[TASK GOAL]
Print the lines from the line containing "Where can you see the cat's hind" up to and including the line containing "(1238, 583)", reproducing each one exactly.

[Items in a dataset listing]
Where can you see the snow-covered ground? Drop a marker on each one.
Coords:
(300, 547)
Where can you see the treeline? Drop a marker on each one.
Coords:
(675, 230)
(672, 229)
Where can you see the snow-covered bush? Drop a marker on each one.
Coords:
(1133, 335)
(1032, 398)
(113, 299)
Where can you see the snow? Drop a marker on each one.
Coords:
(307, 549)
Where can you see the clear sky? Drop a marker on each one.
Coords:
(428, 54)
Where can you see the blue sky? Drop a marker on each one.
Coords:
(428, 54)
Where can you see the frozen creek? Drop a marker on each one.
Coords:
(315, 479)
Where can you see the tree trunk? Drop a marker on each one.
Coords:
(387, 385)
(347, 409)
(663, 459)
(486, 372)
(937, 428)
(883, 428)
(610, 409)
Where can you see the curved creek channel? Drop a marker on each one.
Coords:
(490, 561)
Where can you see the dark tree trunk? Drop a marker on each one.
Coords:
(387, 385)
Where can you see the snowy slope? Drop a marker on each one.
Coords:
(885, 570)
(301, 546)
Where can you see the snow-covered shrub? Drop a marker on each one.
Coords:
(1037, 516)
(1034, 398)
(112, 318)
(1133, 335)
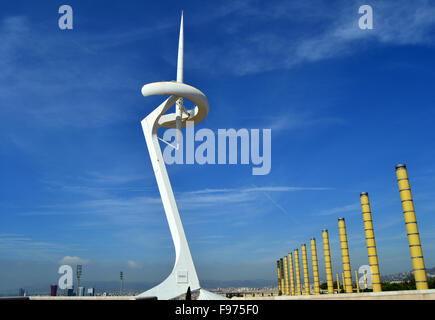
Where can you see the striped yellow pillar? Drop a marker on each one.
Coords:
(347, 282)
(281, 266)
(370, 239)
(411, 228)
(292, 275)
(298, 274)
(305, 266)
(278, 267)
(365, 279)
(344, 286)
(315, 266)
(357, 283)
(286, 286)
(328, 266)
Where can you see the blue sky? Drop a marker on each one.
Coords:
(344, 105)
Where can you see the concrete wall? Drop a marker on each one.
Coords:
(386, 295)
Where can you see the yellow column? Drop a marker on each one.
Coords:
(292, 275)
(279, 276)
(305, 266)
(357, 283)
(347, 282)
(315, 266)
(411, 228)
(370, 239)
(328, 265)
(344, 285)
(286, 289)
(298, 274)
(365, 279)
(281, 266)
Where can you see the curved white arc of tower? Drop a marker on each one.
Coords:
(183, 274)
(176, 283)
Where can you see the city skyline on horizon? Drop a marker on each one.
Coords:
(77, 182)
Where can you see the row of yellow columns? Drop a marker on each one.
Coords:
(287, 286)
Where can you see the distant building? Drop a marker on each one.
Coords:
(53, 290)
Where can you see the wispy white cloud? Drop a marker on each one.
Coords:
(133, 264)
(72, 260)
(334, 33)
(355, 207)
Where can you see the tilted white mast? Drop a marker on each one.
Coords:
(183, 274)
(180, 62)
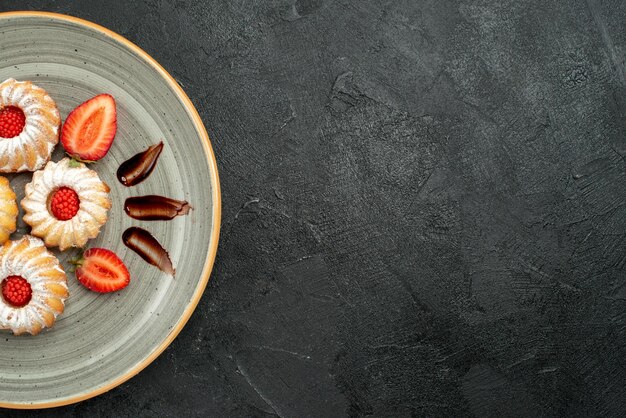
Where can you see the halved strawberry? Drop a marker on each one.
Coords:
(89, 129)
(102, 271)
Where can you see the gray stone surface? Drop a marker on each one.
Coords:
(424, 207)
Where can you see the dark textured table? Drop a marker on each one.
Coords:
(424, 207)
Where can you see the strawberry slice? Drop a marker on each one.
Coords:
(89, 129)
(100, 270)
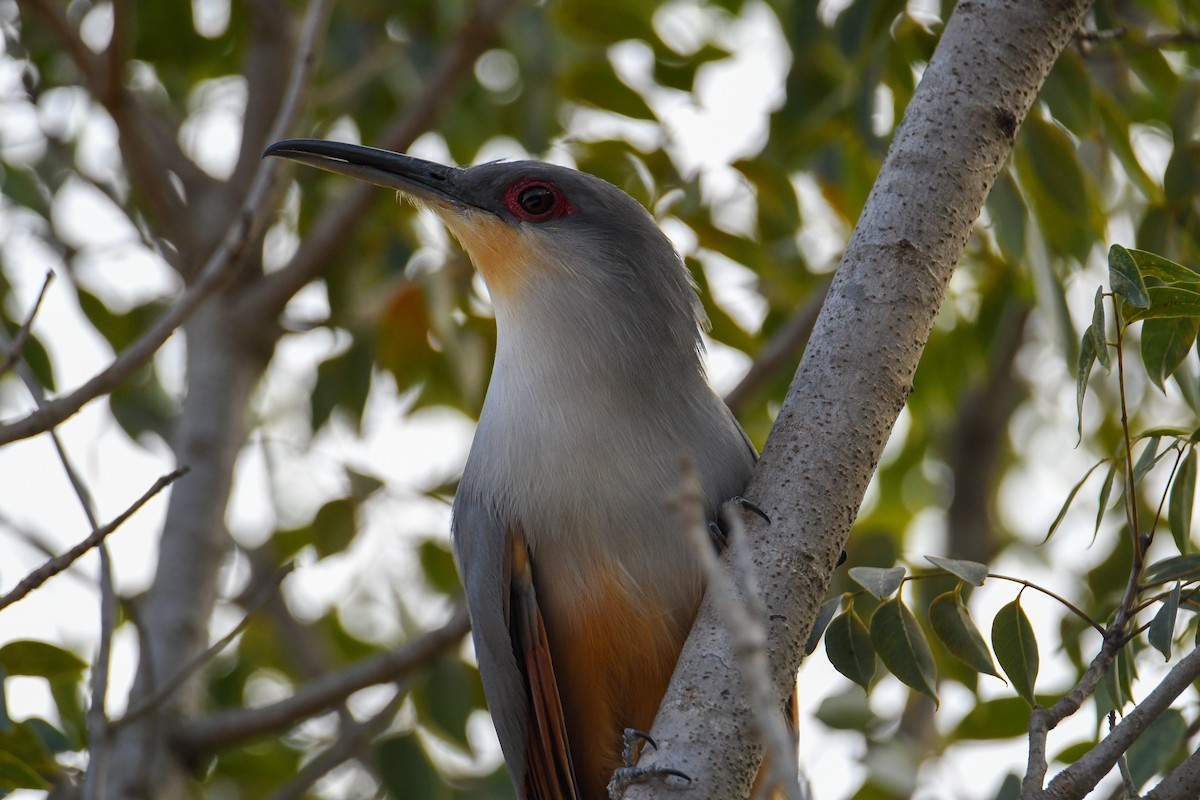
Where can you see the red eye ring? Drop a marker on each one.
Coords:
(537, 200)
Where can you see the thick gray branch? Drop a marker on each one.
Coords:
(1081, 776)
(858, 367)
(228, 728)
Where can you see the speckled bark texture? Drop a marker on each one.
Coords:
(857, 372)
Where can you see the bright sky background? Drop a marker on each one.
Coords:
(724, 120)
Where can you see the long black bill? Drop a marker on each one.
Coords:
(425, 180)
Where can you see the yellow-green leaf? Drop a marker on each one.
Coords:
(1017, 649)
(849, 648)
(904, 648)
(955, 629)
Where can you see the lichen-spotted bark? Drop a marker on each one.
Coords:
(957, 133)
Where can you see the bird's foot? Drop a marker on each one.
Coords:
(720, 539)
(630, 774)
(753, 507)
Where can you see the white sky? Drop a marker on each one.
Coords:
(725, 119)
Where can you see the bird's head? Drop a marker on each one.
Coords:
(551, 242)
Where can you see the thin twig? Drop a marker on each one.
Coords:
(349, 741)
(1123, 764)
(1042, 720)
(781, 350)
(97, 719)
(60, 563)
(13, 349)
(477, 34)
(203, 657)
(226, 728)
(1075, 781)
(744, 619)
(227, 257)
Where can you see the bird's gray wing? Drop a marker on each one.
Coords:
(513, 653)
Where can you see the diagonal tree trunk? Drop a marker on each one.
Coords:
(858, 367)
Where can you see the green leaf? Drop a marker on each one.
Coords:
(1125, 277)
(1008, 217)
(1183, 492)
(1071, 498)
(879, 581)
(825, 614)
(334, 527)
(41, 660)
(1003, 717)
(5, 720)
(1165, 343)
(1177, 567)
(450, 692)
(1017, 649)
(1162, 627)
(1165, 302)
(1099, 330)
(1157, 747)
(953, 625)
(849, 710)
(1083, 371)
(25, 747)
(1103, 500)
(16, 774)
(849, 648)
(904, 648)
(437, 564)
(970, 571)
(1060, 191)
(1149, 458)
(1163, 269)
(406, 770)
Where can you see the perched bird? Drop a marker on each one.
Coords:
(580, 581)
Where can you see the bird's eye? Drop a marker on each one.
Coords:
(537, 200)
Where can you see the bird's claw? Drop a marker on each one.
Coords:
(753, 507)
(630, 774)
(627, 776)
(720, 539)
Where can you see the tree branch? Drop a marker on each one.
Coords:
(780, 352)
(742, 611)
(15, 348)
(227, 728)
(352, 738)
(249, 222)
(329, 233)
(858, 367)
(1084, 774)
(201, 659)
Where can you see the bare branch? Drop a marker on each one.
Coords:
(858, 366)
(1042, 721)
(781, 352)
(1084, 774)
(247, 223)
(267, 58)
(349, 741)
(329, 233)
(226, 728)
(60, 563)
(17, 346)
(148, 140)
(742, 609)
(201, 659)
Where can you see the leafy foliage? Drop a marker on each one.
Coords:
(401, 326)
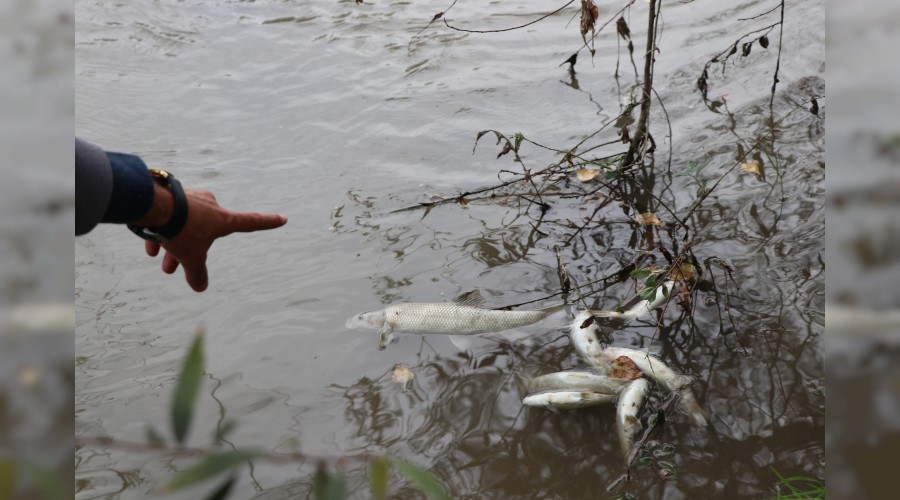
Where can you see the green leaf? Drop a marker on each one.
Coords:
(378, 475)
(647, 294)
(187, 389)
(641, 273)
(222, 491)
(424, 480)
(209, 467)
(329, 486)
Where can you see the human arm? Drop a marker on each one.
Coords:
(118, 188)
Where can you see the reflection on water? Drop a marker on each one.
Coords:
(338, 127)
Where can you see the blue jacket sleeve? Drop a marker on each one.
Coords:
(109, 187)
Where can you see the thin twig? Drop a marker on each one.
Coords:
(545, 16)
(778, 61)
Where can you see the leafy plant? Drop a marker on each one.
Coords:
(798, 487)
(215, 462)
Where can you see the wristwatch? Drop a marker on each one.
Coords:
(179, 212)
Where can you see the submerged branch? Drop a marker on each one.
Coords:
(641, 132)
(545, 16)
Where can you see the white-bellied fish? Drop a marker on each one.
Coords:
(584, 332)
(577, 381)
(666, 377)
(627, 408)
(642, 307)
(567, 400)
(463, 316)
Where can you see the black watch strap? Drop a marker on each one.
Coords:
(179, 212)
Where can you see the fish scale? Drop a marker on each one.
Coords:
(455, 319)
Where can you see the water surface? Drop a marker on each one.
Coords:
(336, 114)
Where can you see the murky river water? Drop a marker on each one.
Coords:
(335, 114)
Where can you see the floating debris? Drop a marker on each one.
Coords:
(403, 376)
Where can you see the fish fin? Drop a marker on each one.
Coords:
(471, 298)
(461, 342)
(385, 337)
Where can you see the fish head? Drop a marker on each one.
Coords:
(623, 367)
(371, 319)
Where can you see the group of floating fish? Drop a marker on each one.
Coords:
(613, 375)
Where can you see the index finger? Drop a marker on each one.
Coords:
(247, 222)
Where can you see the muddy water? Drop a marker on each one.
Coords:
(336, 114)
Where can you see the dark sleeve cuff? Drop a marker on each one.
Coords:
(132, 189)
(93, 185)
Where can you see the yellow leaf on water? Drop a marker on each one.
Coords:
(402, 375)
(648, 219)
(752, 166)
(623, 367)
(586, 174)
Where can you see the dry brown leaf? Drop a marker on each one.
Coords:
(648, 218)
(753, 167)
(586, 174)
(683, 272)
(403, 376)
(623, 367)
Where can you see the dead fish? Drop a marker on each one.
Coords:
(641, 307)
(463, 316)
(583, 335)
(659, 372)
(584, 330)
(627, 408)
(567, 400)
(576, 381)
(623, 368)
(403, 376)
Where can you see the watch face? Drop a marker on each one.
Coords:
(147, 234)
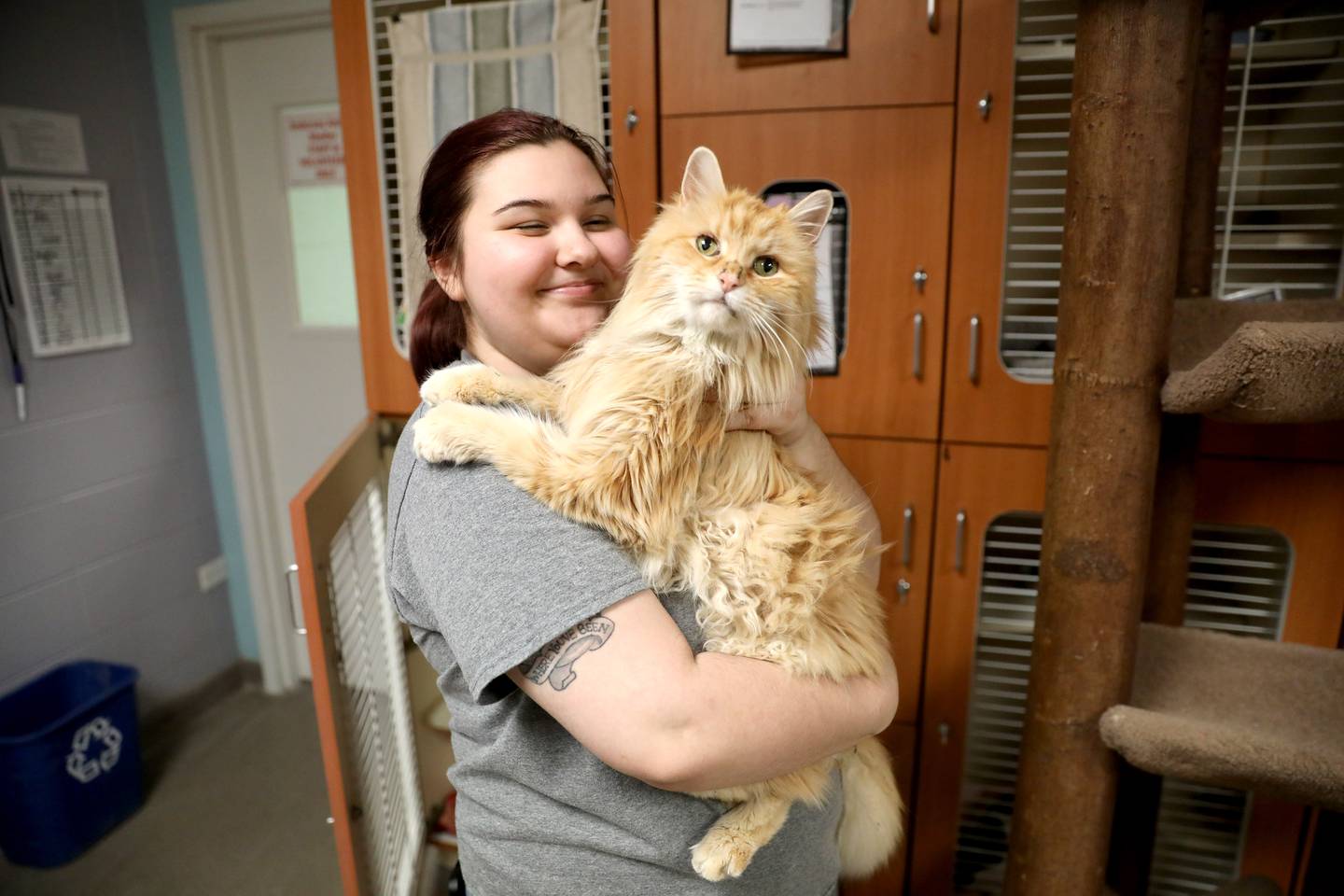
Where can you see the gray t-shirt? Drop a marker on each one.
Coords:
(485, 575)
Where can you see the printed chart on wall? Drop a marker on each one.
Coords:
(67, 271)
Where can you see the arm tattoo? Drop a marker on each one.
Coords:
(555, 661)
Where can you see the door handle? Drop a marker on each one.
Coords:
(290, 575)
(917, 366)
(973, 367)
(959, 560)
(919, 278)
(907, 534)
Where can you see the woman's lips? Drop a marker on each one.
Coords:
(576, 290)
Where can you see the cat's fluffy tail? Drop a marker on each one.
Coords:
(871, 825)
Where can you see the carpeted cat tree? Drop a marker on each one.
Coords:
(1204, 707)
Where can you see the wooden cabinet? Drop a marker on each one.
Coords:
(895, 58)
(1301, 501)
(900, 479)
(894, 165)
(984, 403)
(633, 101)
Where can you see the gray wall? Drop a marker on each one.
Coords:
(105, 505)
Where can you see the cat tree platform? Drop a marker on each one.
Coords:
(1257, 361)
(1236, 712)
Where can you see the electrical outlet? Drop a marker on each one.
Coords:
(211, 574)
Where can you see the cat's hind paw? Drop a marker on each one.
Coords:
(722, 853)
(445, 434)
(465, 383)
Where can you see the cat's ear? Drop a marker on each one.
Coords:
(703, 176)
(812, 213)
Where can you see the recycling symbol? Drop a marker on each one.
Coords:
(100, 733)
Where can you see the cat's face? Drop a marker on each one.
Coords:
(732, 272)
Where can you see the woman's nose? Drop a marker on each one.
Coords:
(576, 248)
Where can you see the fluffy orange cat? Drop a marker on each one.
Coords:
(628, 434)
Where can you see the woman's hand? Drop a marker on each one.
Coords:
(787, 421)
(885, 693)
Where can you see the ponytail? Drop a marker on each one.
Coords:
(439, 332)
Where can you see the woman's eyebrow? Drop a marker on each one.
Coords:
(540, 203)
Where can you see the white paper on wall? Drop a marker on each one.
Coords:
(66, 259)
(36, 140)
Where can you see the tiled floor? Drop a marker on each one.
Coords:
(235, 806)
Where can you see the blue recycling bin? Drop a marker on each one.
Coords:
(69, 761)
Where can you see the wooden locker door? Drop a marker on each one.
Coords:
(632, 43)
(898, 477)
(372, 782)
(992, 406)
(979, 483)
(894, 165)
(894, 58)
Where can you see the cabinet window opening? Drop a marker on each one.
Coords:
(1281, 180)
(1238, 583)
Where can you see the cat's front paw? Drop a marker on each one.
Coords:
(722, 853)
(467, 383)
(445, 434)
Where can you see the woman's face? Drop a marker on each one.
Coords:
(543, 259)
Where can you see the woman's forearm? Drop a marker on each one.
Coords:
(748, 721)
(813, 453)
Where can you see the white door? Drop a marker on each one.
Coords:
(296, 290)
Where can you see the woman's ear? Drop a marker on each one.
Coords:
(448, 280)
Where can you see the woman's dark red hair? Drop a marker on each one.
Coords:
(439, 329)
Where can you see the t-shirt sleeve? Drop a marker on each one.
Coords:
(497, 572)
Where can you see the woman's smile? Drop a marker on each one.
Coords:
(574, 289)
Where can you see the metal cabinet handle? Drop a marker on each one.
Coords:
(959, 559)
(917, 364)
(907, 534)
(973, 367)
(919, 278)
(290, 577)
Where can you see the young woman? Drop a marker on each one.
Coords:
(582, 708)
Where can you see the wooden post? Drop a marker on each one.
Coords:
(1133, 74)
(1139, 792)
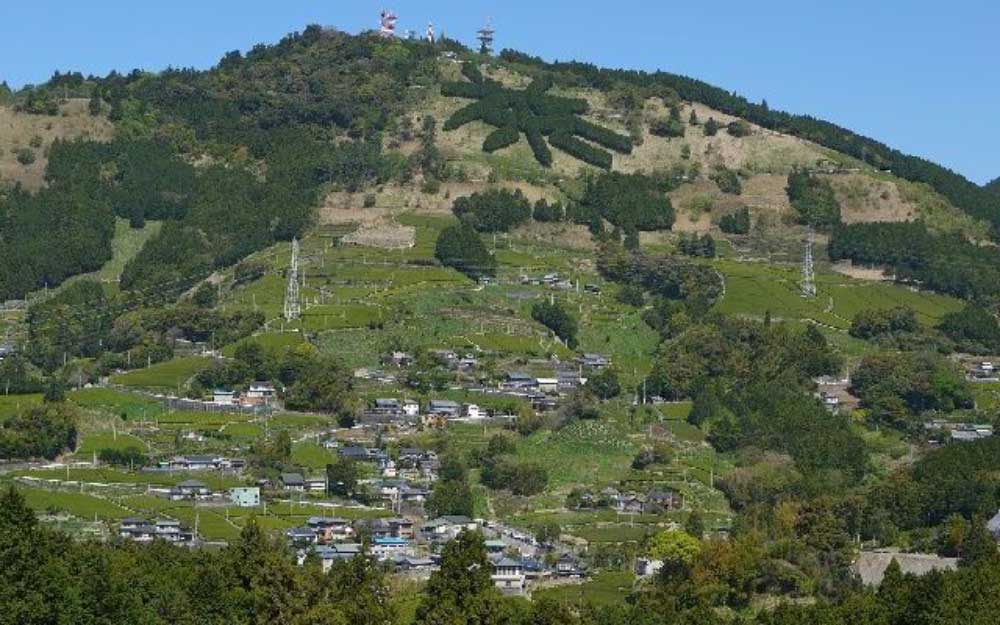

[THE SOLUTION]
Where can you see the cat's hind paw? Drop a marker on each one.
Coords:
(722, 853)
(445, 434)
(465, 383)
Where can you see the cat's ear? Drop a marker on each one.
Coords:
(703, 176)
(812, 213)
Where can you see the recycling symbol? Drop a marker on each one.
Coords:
(100, 733)
Where can you see the cat's face? Drop a marker on each one.
Coords:
(732, 272)
Where can you see the woman's nose? Drop a marker on each one.
Coords:
(576, 248)
Where can you see the fluffy orange cat? Drop a marker on each one.
Coords:
(628, 434)
Where can you see the woman's hand? Drop a marker on each one.
Coords:
(787, 421)
(885, 693)
Where can you see the ponytail? Drop a marker on each one.
Coords:
(439, 332)
Where can you see the woman's eyebrow? Drop a marker on each one.
Coords:
(540, 203)
Where can you see the white paper on wall? Drop a marker on each one.
Coords:
(66, 259)
(36, 140)
Where can you see the tiled floor? Drop a marker on each one.
Coords:
(235, 806)
Where can you see the blue recycling bin? Drop a marker on each one.
Coords:
(69, 761)
Where can you see the wooden locker door? Drop a marker on each one.
Coords:
(632, 43)
(898, 477)
(372, 782)
(992, 406)
(979, 483)
(894, 165)
(894, 58)
Where can you see the cabinet window opening? Drop a marker on each one.
Coords:
(1281, 180)
(1238, 583)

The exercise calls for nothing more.